이미지 경계 표시 항목
· · · · ·
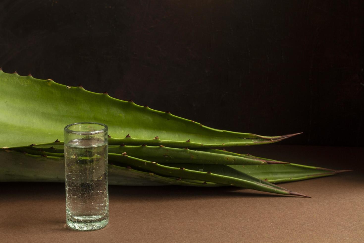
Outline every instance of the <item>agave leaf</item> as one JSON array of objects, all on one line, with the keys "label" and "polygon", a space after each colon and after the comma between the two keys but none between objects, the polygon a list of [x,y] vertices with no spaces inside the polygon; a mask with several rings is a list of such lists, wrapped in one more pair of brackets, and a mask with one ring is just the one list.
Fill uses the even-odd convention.
[{"label": "agave leaf", "polygon": [[246,175],[246,176],[244,179],[240,179],[215,174],[210,172],[202,172],[186,169],[184,168],[178,168],[167,166],[126,154],[110,153],[109,154],[109,158],[113,161],[117,161],[123,165],[128,165],[132,168],[137,168],[138,170],[146,170],[166,176],[172,176],[186,179],[198,180],[272,193],[309,197],[248,175]]},{"label": "agave leaf", "polygon": [[[62,157],[64,156],[63,153],[64,150],[59,148],[63,148],[63,146],[58,146],[59,148],[53,147],[47,148],[46,146],[43,147],[44,147],[42,148],[28,147],[12,149],[34,155]],[[128,149],[130,148],[131,149]],[[145,150],[144,150],[145,149]],[[177,150],[177,152],[175,153],[173,151],[174,149]],[[165,151],[167,150],[168,151]],[[242,172],[261,180],[267,180],[272,183],[293,181],[326,176],[348,171],[335,171],[326,168],[288,163],[270,159],[257,157],[250,155],[240,154],[218,149],[209,149],[208,151],[209,151],[207,153],[208,156],[206,157],[203,153],[195,154],[194,150],[183,149],[127,146],[112,146],[111,148],[109,148],[110,153],[120,154],[123,152],[126,152],[128,155],[137,157],[139,158],[153,160],[169,166],[178,168],[184,167],[199,171],[209,171],[216,174],[237,178],[240,178],[240,172]],[[57,153],[54,152],[56,151]],[[165,153],[165,152],[168,153],[167,153],[167,155],[170,155],[166,158],[165,156],[166,155],[166,153]],[[186,153],[187,152],[189,153]],[[180,154],[182,154],[182,156]],[[197,155],[195,155],[196,154]],[[188,156],[185,156],[186,154],[188,155]],[[191,154],[194,156],[193,158],[191,158]],[[234,155],[234,156],[232,157],[226,157],[232,156],[232,154]],[[214,157],[214,156],[218,157],[218,156],[217,156],[219,155],[223,155],[224,156],[224,159],[220,160],[218,158],[217,158]],[[239,156],[242,157],[239,157]],[[196,157],[195,157],[195,156]],[[239,158],[245,159],[245,157],[250,159],[258,158],[260,159],[258,161],[259,161],[258,165],[245,165],[243,166],[236,164],[238,164],[238,162],[236,163],[235,166],[233,165],[228,165],[230,163],[229,161],[233,161],[233,159],[238,158],[236,160],[238,160]],[[226,160],[226,158],[229,158],[230,159]],[[185,160],[184,160],[184,158],[186,159]],[[206,162],[203,164],[201,161]],[[269,166],[267,166],[265,165],[265,164],[262,164],[262,161],[269,161],[271,164],[269,165]],[[219,162],[226,162],[226,165],[222,164],[219,164],[218,163]],[[242,162],[245,163],[246,161],[243,161]],[[248,161],[248,162],[250,162]],[[209,164],[209,163],[211,163]]]},{"label": "agave leaf", "polygon": [[[64,157],[34,155],[0,149],[0,181],[64,182]],[[177,185],[196,187],[224,185],[195,180],[169,178],[109,164],[109,185],[153,186]]]},{"label": "agave leaf", "polygon": [[222,175],[244,179],[246,175],[271,183],[288,182],[332,176],[348,171],[334,171],[325,168],[307,166],[295,164],[267,165],[239,165],[163,164],[164,165],[201,172],[210,172]]},{"label": "agave leaf", "polygon": [[[64,150],[57,150],[54,148],[39,149],[33,147],[17,148],[18,151],[33,154],[48,156],[64,156],[60,152]],[[54,153],[57,151],[58,153]],[[122,154],[126,152],[128,155],[158,163],[190,163],[213,164],[253,165],[268,164],[270,162],[256,158],[214,153],[211,152],[195,150],[164,146],[120,146],[109,148],[109,153]],[[286,164],[276,161],[275,164]]]},{"label": "agave leaf", "polygon": [[295,135],[266,137],[215,129],[169,112],[112,98],[106,93],[1,70],[0,87],[3,148],[61,144],[66,125],[87,121],[108,125],[110,144],[240,146],[271,143]]}]

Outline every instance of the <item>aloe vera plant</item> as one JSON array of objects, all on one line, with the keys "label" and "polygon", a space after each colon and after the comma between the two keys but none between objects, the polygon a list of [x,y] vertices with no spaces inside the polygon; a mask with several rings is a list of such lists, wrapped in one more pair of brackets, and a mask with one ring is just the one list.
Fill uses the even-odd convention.
[{"label": "aloe vera plant", "polygon": [[305,196],[271,183],[341,172],[210,148],[269,144],[298,134],[217,130],[106,93],[1,69],[0,87],[1,181],[64,181],[63,128],[86,121],[109,127],[111,184],[234,185]]}]

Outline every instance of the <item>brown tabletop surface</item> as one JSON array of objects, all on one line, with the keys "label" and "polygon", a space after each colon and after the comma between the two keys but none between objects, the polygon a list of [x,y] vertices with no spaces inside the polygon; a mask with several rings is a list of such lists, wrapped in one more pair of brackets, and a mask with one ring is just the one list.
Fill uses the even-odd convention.
[{"label": "brown tabletop surface", "polygon": [[364,149],[228,150],[354,171],[280,184],[312,198],[232,187],[110,186],[109,224],[89,232],[66,227],[64,184],[1,183],[0,242],[364,242]]}]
· · · · ·
과제:
"Outline every instance of the <item>brown"이 들어 있는 줄부터 항목의 마지막 줄까지 양 끝을 포함하여 다시 쓰세요. 이때 "even-odd"만 "nonzero"로 바꾸고 나머지는 그대로 두세요.

답변:
Outline every instance of the <item>brown tabletop surface</item> as one JSON array of objects, all on one line, with the keys "label" and "polygon", a space after each colon and after the comma between the two keys but none between objects, the polygon a list of [x,y] vertices with no spaces inside the polygon; a mask with several rings is a list of such lists, wrapped in one more pair of brackets, and a mask with one ring is just the one list.
Fill uses the nonzero convention.
[{"label": "brown tabletop surface", "polygon": [[364,149],[228,150],[354,171],[280,184],[312,198],[232,187],[110,186],[109,224],[89,232],[66,227],[64,184],[1,183],[0,242],[364,242]]}]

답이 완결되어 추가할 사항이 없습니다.